══ MATERIAL FOR THIS TASK
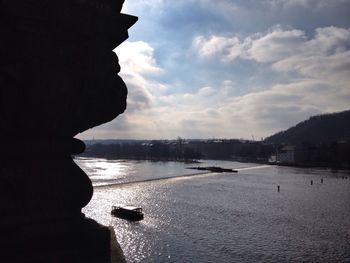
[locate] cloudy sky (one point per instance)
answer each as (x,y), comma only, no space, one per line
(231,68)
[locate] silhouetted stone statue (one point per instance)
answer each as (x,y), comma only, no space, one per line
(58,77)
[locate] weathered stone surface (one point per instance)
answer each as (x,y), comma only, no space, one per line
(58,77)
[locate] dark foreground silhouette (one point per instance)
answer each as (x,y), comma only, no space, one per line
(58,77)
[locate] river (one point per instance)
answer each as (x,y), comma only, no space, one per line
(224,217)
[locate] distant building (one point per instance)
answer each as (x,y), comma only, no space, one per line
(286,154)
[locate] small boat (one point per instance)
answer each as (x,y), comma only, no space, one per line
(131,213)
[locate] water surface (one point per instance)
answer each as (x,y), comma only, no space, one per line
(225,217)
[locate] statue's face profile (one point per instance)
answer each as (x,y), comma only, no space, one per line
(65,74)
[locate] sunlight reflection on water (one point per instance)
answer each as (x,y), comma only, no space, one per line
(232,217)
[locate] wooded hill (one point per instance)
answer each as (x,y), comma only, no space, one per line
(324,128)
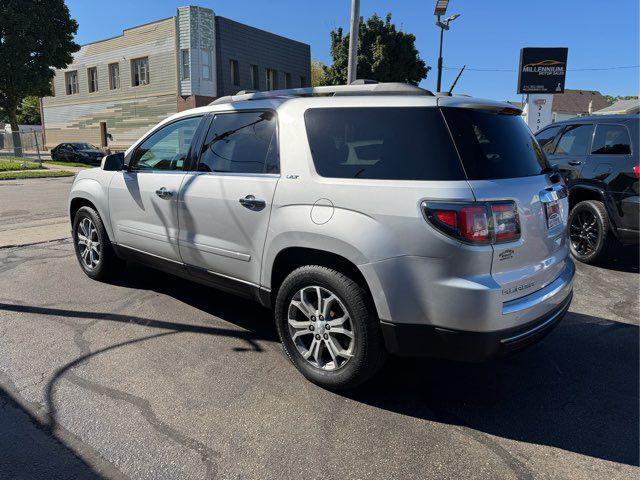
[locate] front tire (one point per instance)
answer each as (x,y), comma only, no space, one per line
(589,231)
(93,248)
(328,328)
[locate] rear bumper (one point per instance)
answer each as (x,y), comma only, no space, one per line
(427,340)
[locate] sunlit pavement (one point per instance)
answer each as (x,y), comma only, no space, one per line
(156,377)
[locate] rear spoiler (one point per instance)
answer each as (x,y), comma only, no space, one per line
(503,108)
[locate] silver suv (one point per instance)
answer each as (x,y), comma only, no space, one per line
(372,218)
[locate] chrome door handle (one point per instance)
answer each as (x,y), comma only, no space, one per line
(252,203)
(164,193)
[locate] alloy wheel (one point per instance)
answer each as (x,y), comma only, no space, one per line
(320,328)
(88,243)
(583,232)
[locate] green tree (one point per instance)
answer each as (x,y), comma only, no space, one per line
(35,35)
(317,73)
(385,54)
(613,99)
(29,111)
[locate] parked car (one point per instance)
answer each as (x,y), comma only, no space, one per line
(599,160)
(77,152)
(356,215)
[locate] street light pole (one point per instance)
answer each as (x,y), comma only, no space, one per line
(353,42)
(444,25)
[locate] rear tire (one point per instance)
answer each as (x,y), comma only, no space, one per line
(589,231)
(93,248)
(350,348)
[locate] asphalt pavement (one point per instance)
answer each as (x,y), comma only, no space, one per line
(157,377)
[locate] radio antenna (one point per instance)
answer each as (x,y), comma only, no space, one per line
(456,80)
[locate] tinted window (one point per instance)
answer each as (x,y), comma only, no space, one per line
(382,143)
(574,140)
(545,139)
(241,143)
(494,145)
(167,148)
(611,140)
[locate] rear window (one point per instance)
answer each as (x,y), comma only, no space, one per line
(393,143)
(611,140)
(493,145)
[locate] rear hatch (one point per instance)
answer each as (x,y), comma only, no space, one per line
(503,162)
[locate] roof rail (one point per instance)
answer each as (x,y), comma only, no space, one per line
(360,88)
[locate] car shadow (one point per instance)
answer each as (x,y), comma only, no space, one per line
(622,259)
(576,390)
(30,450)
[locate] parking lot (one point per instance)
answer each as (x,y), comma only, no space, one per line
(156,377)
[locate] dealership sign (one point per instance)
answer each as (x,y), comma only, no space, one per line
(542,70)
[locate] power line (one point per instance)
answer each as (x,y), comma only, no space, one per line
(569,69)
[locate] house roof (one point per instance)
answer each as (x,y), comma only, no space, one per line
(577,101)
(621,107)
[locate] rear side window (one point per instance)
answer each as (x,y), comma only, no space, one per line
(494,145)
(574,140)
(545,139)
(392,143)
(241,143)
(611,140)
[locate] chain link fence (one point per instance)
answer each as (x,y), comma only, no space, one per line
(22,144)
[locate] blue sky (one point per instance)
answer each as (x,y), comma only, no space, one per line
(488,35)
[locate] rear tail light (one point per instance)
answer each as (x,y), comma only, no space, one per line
════
AIM OF THE EXERCISE: Filter the listing above down to the lines that contain the word "stone".

WORKED SOLUTION:
[locate] silhouetted stone statue (one point per instance)
[locate] weathered stone surface (one point per instance)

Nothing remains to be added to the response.